▸ **Provided data**:
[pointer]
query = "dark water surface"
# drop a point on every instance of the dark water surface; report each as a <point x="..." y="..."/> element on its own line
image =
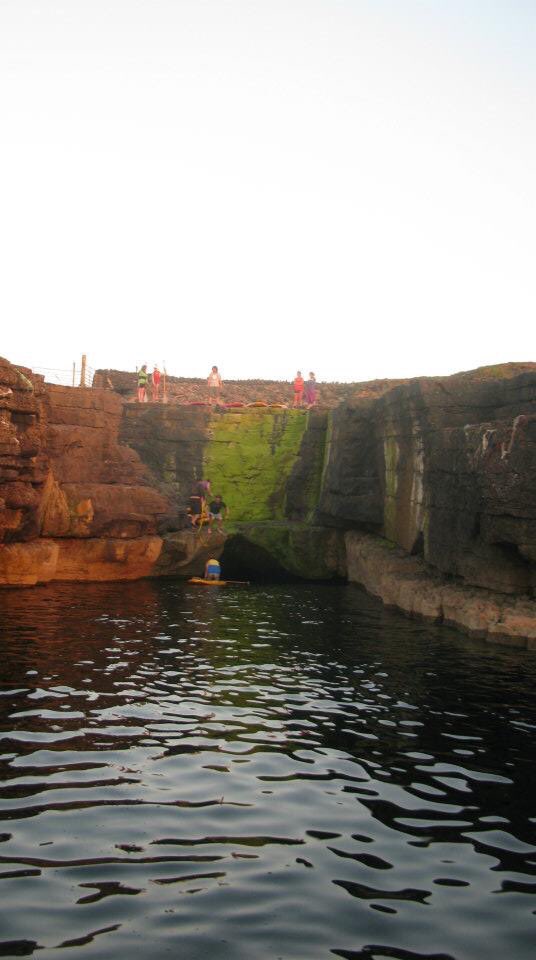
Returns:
<point x="278" y="771"/>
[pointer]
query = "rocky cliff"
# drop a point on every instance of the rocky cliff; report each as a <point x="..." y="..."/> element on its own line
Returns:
<point x="409" y="489"/>
<point x="77" y="504"/>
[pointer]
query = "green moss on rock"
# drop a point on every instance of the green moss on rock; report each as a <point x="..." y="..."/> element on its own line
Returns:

▸ **What is required**:
Print all of the entries above line for line, with no changes, and leave the pictures out.

▸ **Response to the task**:
[pointer]
query = "dark water surface"
# drop a point on every instance of the dark water surface; report each as a <point x="..." y="..."/> element on its own line
image =
Returns:
<point x="278" y="771"/>
[pointer]
query = "rocky cliff"
# drop a point on every instance of the rocky cliff; report each as a <point x="..." y="..."/> element on its own line
Returns:
<point x="409" y="489"/>
<point x="77" y="504"/>
[pointer]
query = "green moss on rock"
# drop a point on every instance of the green moss on rock; report each as a <point x="..." y="..."/> element on its own line
Returns:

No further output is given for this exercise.